* TASK ITEM *
Copy the credit union tax status passage word for word, starting at "1. How much" and ending at "designed to do.".

* DOCUMENT PASSAGE *
___

What would a CUNA GAC be without the bankers trying to rain on our parade?
The advertisements placed around town were not enough for the American Bankers Association; they also wrote Members of Congress encouraging them to ask credit union advocates four questions.
1. How much does the credit union tax status cost? And is there concern that recent NCUA actions will increase the cost of the tax status further?
The ABA cites the Treasury Department's Office of Tax Analysis 10 year cost of the credit union tax exemption, but fails to mention that the benefit credit union members and nonmembers receive as a result of credit unions is more than five times the amount of the exemption. The tax status is an example of tax policy that helps keep money moving through the economy. To the extent that the field of membership proposal and the member business lending rule results in credit unions lending more and offering more services to their members, then yes the "cost" will increase but so will the benefit because credit unions will be doing precisely what they've been designed to do.
2. How do you define your membership and why?
The bankers question whether "open membership" would undercut the purpose of the credit union tax exemption. First, the NCUA proposal removes from regulation requirements that are not required by law. The proposal, in our view, does not go nearly as far as NCUA could under the present law. But, let's dig a little deeper here. The concept of field of member and common bond was originally a tool to determine credit worthiness, developed a time when credit scores and other more sophisticated credit worthiness tools did not exist. Contrary to ABA's suggestion, field of membership has never been "the purpose of the credit union tax exemption." As we all know, the credit union tax status is based on credit unions' structure as not for profit financial cooperatives and their mission to promote thrift an provide access to credit for provident purposes.

___

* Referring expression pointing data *
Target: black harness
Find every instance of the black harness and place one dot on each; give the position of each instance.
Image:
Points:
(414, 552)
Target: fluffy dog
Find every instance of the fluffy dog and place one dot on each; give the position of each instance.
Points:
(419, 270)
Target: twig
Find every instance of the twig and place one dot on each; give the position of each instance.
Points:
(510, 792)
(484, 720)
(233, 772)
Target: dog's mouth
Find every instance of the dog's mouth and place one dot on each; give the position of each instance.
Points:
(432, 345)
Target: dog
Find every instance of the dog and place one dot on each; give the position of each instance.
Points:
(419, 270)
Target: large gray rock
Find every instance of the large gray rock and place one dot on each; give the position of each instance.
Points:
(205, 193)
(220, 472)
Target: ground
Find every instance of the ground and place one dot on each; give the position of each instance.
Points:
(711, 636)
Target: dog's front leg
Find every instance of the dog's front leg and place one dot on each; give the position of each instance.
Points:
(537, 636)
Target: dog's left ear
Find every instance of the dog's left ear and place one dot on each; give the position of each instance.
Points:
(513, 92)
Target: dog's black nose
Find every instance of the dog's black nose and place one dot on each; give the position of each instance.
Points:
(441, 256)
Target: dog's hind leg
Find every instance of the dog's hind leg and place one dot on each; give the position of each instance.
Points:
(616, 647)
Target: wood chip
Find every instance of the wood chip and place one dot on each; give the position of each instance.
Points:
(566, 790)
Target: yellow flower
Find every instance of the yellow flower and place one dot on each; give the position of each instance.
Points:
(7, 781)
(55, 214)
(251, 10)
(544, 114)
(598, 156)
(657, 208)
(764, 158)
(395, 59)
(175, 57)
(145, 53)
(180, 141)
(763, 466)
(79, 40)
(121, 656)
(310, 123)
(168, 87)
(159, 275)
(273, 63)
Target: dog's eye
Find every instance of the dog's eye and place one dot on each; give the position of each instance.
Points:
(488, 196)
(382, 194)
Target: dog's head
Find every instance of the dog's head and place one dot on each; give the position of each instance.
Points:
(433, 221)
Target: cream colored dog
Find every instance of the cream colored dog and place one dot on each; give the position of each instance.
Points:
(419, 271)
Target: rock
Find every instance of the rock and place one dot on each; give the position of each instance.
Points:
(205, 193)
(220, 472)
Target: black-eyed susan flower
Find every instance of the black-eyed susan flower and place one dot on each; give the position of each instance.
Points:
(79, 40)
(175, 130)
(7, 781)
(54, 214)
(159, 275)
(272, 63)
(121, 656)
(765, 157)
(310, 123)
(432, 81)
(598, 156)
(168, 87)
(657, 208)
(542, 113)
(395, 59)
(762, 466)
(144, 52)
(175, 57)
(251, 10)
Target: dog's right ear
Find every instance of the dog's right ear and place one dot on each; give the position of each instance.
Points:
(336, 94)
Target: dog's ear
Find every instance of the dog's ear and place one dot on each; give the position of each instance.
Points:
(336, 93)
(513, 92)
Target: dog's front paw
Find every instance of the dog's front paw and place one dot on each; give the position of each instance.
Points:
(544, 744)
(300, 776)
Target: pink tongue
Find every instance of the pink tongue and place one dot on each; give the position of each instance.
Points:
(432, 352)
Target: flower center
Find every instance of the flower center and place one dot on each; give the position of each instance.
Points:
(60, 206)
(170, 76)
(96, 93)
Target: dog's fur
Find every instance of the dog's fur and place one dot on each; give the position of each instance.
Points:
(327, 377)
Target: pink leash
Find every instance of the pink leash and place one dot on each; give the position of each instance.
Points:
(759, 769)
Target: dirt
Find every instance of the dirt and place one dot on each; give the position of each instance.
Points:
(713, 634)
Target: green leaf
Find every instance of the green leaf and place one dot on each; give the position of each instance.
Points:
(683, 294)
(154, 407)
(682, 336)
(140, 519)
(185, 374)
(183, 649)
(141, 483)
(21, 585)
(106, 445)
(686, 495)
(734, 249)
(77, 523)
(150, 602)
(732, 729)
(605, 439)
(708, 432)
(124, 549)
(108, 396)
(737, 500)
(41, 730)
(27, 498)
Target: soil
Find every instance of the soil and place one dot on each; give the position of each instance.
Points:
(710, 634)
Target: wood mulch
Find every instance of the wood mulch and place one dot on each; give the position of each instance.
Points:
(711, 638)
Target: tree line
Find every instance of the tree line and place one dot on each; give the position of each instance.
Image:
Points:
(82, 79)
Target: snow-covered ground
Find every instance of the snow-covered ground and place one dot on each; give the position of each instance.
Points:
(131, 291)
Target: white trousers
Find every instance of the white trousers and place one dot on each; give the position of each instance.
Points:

___

* EXPECTED OUTPUT *
1. How much does the credit union tax status cost? And is there concern that recent NCUA actions will increase the cost of the tax status further?
The ABA cites the Treasury Department's Office of Tax Analysis 10 year cost of the credit union tax exemption, but fails to mention that the benefit credit union members and nonmembers receive as a result of credit unions is more than five times the amount of the exemption. The tax status is an example of tax policy that helps keep money moving through the economy. To the extent that the field of membership proposal and the member business lending rule results in credit unions lending more and offering more services to their members, then yes the "cost" will increase but so will the benefit because credit unions will be doing precisely what they've been designed to do.